● 练习题目:
把下面讲THP拆分的文章里，从“split_huge_page_pmd_mm”开始、到“page *page, struct list_head *list)”结束的那一段一字不差地写出来。

● 阅读材料:
= = = = = = =
本文只分析THP的拆分过程，先不说为什么在哪儿需要拆分。

拆分函数一览

split_huge_page_to_list

split_huge_page

__split_huge_page_pmd

split_huge_page_pmd

split_huge_page_pmd_mm

split_huge_page_to_list

mm/huge_memory.c

/*
 * Split a hugepage into normal pages. This doesn't change the position of head
 * page. If @list is null, tail pages will be added to LRU list, otherwise, to
 * @list. Both head page and tail pages will inherit mapping, flags, and so on
 * from the hugepage.
 * Return 0 if the hugepage is split successfully otherwise return 1.
 */
int split_huge_page_to_list(struct page *page, struct list_head *list)
{
        struct anon_vma *anon_vma;
        int ret = 1;

        BUG_ON(is_huge_zero_page(page));   //全局零THP不能分割
        BUG_ON(!PageAnon(page));

        /*
         * The caller does not necessarily hold an mmap_sem that would prevent
         * the anon_vma disappearing so we first we take a reference to it
         * and then lock the anon_vma for write. This is similar to
         * page_lock_anon_vma_read except the write lock is taken to serialise
         * against parallel split or collapse operations.
         */
        anon_vma = page_get_anon_vma(page);
        if (!anon_vma)
                goto out;
        anon_vma_lock_write(anon_vma);  //获取anon_vma的写锁

        ret = 0;
        if (!PageCompound(page))  //THP必须是复合页
                goto out_unlock;

        BUG_ON(!PageSwapBacked(page));
        __split_huge_page(page, anon_vma, list);
        count_vm_event(THP_SPLIT);

        BUG_ON(PageCompound(page));
out_unlock:
        anon_vma_unlock_write(anon_vma);
        put_anon_vma(anon_vma);
out:
        return ret;
}

l 要分割的页不能是全局零THP
l THP的首页的mapping字段必须设置PAGE_MAPPING_ANON标志（PageAnon），这是表明该THP的首页描述符的mapping字段必须指向anon_vma对象。
l 因为调用者不需要获取mm的mmap_sem，所以该THP关联的anon_vma可能在我们操作过程中消失。所以我们必须对其增加一个引用（page_get_anon_vma）并获取anon_vma树的根的写锁（anon_vma_lock_write）。到这步完成，如果在接下来的拆分过程中不出现bug，那么肯定返回0，即成功。
l THP当然要是复合页。
l THP首页必须设置了PG_swapbacked标志。
l 调用__split_huge_page()函数进行拆分。
增加THP_SPLIT计数

__split_huge_page()函数如下：

mm/huge_memory.c

/* must be called with anon_vma->root->rwsem held */
static void __split_huge_page(struct page *page,
                              struct anon_vma *anon_vma,
                              struct list_head *list)
= = = = = = =
● 数据集里列出的条目:
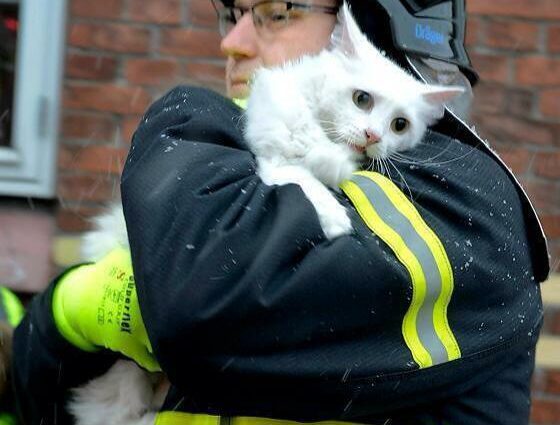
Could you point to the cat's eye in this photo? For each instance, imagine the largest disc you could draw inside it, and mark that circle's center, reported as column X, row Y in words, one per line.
column 400, row 125
column 362, row 100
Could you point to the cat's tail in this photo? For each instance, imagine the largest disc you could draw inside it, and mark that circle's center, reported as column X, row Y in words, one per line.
column 123, row 396
column 109, row 232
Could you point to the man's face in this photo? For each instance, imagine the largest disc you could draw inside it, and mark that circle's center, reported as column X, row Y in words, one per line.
column 247, row 49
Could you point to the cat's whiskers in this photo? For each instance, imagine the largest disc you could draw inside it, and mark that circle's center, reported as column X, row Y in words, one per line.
column 389, row 161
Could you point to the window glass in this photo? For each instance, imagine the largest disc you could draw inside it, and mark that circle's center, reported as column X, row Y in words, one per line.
column 8, row 37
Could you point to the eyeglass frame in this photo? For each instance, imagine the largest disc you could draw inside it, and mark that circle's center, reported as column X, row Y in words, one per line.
column 330, row 10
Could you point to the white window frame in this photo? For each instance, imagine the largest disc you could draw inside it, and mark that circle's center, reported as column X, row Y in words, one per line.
column 28, row 164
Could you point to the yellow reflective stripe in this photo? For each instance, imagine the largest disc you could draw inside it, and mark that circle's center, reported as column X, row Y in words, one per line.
column 181, row 418
column 395, row 242
column 402, row 203
column 394, row 219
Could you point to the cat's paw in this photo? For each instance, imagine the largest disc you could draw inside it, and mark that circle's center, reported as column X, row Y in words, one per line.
column 335, row 222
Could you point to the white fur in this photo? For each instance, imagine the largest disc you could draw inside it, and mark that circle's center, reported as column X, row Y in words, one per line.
column 125, row 394
column 301, row 124
column 304, row 128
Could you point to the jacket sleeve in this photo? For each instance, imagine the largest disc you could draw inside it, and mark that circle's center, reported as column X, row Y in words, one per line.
column 45, row 367
column 251, row 311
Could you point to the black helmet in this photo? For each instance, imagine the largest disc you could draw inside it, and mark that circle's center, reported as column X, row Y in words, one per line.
column 425, row 29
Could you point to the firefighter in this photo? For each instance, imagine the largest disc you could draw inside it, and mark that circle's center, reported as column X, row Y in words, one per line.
column 427, row 314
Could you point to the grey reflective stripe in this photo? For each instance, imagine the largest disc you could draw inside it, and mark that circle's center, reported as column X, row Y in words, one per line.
column 397, row 221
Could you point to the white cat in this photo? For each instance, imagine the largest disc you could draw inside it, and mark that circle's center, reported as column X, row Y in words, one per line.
column 313, row 121
column 310, row 122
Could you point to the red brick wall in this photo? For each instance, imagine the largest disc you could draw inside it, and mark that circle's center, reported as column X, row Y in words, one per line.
column 515, row 45
column 121, row 55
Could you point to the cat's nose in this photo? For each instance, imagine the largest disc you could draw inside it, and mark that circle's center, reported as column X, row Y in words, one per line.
column 371, row 137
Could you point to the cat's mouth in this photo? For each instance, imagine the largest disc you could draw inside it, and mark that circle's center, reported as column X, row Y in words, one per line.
column 358, row 149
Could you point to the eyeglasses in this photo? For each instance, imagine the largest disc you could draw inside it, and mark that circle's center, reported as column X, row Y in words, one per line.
column 268, row 16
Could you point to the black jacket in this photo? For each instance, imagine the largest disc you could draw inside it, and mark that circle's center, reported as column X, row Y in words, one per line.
column 252, row 312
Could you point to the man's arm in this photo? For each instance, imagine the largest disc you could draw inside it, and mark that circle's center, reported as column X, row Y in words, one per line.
column 46, row 366
column 251, row 310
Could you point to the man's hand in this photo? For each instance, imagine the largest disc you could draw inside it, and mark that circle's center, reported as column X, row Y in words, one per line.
column 95, row 306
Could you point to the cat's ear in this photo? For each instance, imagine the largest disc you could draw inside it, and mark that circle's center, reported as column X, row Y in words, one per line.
column 347, row 36
column 438, row 95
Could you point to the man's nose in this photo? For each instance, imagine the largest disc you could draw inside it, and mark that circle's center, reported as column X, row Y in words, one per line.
column 241, row 39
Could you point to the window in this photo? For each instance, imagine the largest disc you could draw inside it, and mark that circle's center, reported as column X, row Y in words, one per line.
column 31, row 57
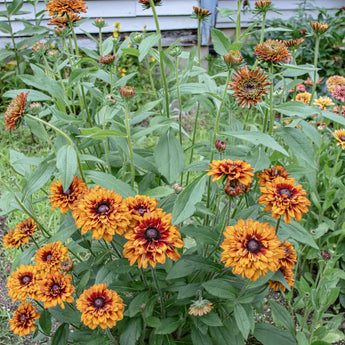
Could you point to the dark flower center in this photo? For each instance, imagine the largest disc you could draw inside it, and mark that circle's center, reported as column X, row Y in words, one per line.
column 103, row 208
column 286, row 191
column 26, row 279
column 254, row 246
column 152, row 234
column 99, row 302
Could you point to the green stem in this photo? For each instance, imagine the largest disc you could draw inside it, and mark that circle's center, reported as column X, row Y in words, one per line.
column 317, row 45
column 161, row 62
column 65, row 136
column 128, row 130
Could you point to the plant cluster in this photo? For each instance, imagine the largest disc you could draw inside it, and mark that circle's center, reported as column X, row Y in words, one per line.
column 165, row 239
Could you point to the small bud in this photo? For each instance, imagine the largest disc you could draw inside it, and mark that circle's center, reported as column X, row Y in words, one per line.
column 99, row 22
column 127, row 91
column 220, row 145
column 178, row 188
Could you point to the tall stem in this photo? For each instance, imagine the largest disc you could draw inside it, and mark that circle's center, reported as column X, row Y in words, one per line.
column 128, row 130
column 317, row 45
column 161, row 62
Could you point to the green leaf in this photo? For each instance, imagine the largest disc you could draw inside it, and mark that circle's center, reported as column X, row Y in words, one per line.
column 257, row 138
column 270, row 335
column 61, row 335
column 220, row 288
column 131, row 333
column 185, row 203
column 146, row 44
column 66, row 162
column 110, row 182
column 168, row 326
column 281, row 317
column 242, row 320
column 169, row 156
column 220, row 42
column 134, row 307
column 98, row 133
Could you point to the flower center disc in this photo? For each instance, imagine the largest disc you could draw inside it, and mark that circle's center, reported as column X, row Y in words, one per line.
column 99, row 302
column 254, row 246
column 286, row 191
column 26, row 279
column 103, row 208
column 152, row 234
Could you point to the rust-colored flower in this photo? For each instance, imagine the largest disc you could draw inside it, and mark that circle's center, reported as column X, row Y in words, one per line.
column 62, row 20
column 323, row 102
column 22, row 283
column 249, row 86
column 55, row 288
column 140, row 205
column 66, row 200
column 107, row 59
column 49, row 257
column 335, row 81
column 269, row 175
column 200, row 307
column 288, row 275
column 15, row 111
column 293, row 43
column 61, row 7
column 319, row 27
column 274, row 51
column 233, row 170
column 283, row 197
column 23, row 320
column 152, row 240
column 100, row 306
column 339, row 134
column 103, row 212
column 303, row 97
column 251, row 249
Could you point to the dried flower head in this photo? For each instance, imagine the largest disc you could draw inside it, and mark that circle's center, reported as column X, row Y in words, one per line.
column 100, row 306
column 127, row 91
column 66, row 200
column 303, row 97
column 61, row 7
column 23, row 320
column 283, row 197
column 152, row 240
column 319, row 27
column 251, row 249
column 249, row 86
column 15, row 111
column 335, row 81
column 273, row 51
column 323, row 102
column 339, row 134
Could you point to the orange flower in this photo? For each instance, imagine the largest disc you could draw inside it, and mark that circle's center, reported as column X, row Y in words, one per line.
column 55, row 288
column 15, row 111
column 49, row 257
column 61, row 7
column 66, row 200
column 102, row 211
column 251, row 249
column 22, row 283
column 249, row 86
column 23, row 320
column 100, row 306
column 274, row 51
column 269, row 175
column 339, row 134
column 152, row 239
column 233, row 170
column 284, row 198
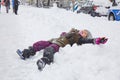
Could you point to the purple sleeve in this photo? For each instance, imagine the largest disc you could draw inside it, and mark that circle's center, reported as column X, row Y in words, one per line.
column 63, row 34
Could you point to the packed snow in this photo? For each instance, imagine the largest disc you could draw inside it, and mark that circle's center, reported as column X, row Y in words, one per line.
column 86, row 62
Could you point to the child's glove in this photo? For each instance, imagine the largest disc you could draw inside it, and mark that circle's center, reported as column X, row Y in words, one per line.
column 63, row 34
column 102, row 40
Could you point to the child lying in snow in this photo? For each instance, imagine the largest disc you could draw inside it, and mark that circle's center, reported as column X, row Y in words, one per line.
column 52, row 46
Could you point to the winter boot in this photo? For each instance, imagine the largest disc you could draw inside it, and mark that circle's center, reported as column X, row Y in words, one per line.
column 32, row 51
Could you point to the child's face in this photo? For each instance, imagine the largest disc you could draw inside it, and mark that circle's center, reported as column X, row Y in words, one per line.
column 83, row 33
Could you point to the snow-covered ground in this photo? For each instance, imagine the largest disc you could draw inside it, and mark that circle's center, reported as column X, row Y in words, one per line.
column 86, row 62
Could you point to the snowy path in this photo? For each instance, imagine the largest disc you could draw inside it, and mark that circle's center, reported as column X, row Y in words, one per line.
column 86, row 62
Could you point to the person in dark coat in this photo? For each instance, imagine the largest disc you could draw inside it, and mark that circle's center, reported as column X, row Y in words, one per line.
column 16, row 4
column 52, row 46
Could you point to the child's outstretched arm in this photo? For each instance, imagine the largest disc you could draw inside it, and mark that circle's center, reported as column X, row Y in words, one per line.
column 97, row 41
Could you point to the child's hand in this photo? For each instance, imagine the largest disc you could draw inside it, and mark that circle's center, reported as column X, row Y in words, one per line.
column 102, row 40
= = = = = = =
● 完整回答:
split_huge_page_pmd_mm

split_huge_page_to_list

mm/huge_memory.c

/*
 * Split a hugepage into normal pages. This doesn't change the position of head
 * page. If @list is null, tail pages will be added to LRU list, otherwise, to
 * @list. Both head page and tail pages will inherit mapping, flags, and so on
 * from the hugepage.
 * Return 0 if the hugepage is split successfully otherwise return 1.
 */
int split_huge_page_to_list(struct page *page, struct list_head *list)